» Excerpts of pointing data
-- Begin --

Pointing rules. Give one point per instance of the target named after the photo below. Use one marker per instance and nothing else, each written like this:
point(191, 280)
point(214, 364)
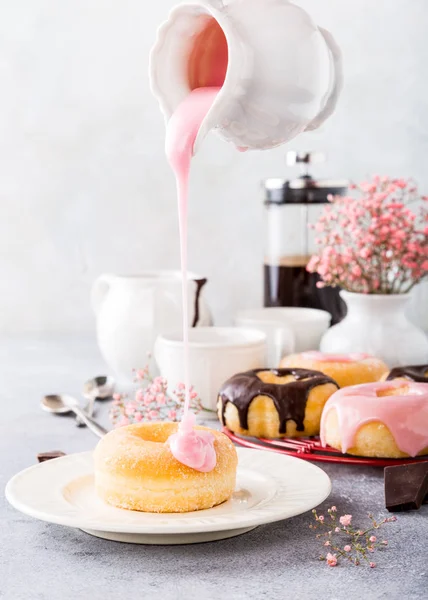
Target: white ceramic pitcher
point(280, 73)
point(132, 311)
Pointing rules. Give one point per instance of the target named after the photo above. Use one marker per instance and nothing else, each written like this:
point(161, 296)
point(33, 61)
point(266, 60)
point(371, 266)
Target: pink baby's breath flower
point(140, 374)
point(161, 399)
point(331, 560)
point(147, 399)
point(345, 520)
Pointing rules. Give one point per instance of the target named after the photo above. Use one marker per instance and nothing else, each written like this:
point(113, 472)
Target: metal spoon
point(97, 388)
point(64, 404)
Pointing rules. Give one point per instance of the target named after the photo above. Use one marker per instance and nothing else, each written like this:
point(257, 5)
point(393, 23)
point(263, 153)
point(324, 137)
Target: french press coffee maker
point(291, 205)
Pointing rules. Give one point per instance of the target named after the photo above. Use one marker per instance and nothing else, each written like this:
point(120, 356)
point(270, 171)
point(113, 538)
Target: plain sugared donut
point(384, 419)
point(275, 403)
point(135, 469)
point(346, 369)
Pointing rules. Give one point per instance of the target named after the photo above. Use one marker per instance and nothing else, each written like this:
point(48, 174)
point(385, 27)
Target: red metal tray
point(312, 449)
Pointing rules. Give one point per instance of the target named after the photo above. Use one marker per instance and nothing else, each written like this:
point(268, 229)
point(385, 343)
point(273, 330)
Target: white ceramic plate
point(270, 487)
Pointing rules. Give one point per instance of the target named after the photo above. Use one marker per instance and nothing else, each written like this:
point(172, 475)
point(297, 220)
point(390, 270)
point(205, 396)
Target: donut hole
point(271, 377)
point(153, 432)
point(393, 391)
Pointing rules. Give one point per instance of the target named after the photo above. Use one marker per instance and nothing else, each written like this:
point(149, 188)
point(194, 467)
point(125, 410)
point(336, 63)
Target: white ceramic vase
point(377, 324)
point(132, 311)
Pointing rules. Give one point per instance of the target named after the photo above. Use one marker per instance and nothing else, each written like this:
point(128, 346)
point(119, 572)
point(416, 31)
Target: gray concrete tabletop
point(42, 561)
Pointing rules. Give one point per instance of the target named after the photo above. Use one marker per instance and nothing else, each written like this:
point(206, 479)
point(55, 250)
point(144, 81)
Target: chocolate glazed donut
point(415, 373)
point(289, 398)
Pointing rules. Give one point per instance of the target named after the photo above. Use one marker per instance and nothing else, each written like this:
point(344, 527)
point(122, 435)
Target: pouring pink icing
point(325, 357)
point(193, 447)
point(190, 446)
point(405, 415)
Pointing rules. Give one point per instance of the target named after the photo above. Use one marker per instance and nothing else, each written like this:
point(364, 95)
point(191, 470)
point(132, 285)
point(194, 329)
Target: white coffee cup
point(287, 329)
point(215, 354)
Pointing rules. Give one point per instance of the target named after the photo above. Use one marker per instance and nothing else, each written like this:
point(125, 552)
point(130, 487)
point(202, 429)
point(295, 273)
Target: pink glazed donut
point(386, 419)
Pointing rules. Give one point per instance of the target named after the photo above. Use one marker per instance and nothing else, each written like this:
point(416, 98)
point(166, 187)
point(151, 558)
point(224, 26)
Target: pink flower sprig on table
point(347, 542)
point(151, 401)
point(373, 243)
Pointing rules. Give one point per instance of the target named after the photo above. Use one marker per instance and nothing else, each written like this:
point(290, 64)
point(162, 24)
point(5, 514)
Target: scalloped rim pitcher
point(280, 74)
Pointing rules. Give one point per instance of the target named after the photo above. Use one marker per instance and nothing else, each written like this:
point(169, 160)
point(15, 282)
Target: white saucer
point(270, 487)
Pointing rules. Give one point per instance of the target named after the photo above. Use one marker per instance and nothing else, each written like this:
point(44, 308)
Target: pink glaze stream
point(406, 416)
point(192, 447)
point(325, 357)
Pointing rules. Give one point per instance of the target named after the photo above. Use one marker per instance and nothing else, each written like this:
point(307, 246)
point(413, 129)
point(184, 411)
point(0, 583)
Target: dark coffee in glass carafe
point(290, 207)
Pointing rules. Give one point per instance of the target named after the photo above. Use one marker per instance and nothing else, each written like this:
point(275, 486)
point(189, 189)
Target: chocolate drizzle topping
point(412, 372)
point(289, 398)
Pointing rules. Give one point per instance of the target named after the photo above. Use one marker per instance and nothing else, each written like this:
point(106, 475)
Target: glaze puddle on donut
point(189, 446)
point(401, 407)
point(325, 357)
point(289, 397)
point(418, 373)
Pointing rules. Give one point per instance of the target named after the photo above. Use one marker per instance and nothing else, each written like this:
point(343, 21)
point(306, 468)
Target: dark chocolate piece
point(413, 372)
point(289, 398)
point(43, 456)
point(406, 486)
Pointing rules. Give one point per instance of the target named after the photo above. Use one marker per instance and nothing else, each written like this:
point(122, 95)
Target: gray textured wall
point(84, 185)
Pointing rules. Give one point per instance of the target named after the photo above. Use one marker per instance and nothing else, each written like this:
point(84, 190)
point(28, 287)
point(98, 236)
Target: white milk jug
point(132, 311)
point(280, 74)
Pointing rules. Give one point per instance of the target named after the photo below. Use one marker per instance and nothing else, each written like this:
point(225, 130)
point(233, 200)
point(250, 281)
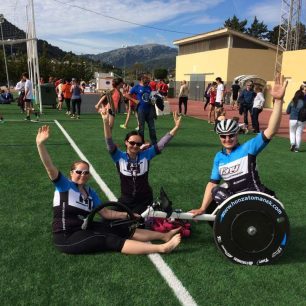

-- End --

How many lines of the records contain the string "donut", with case counting? Give only the number.

5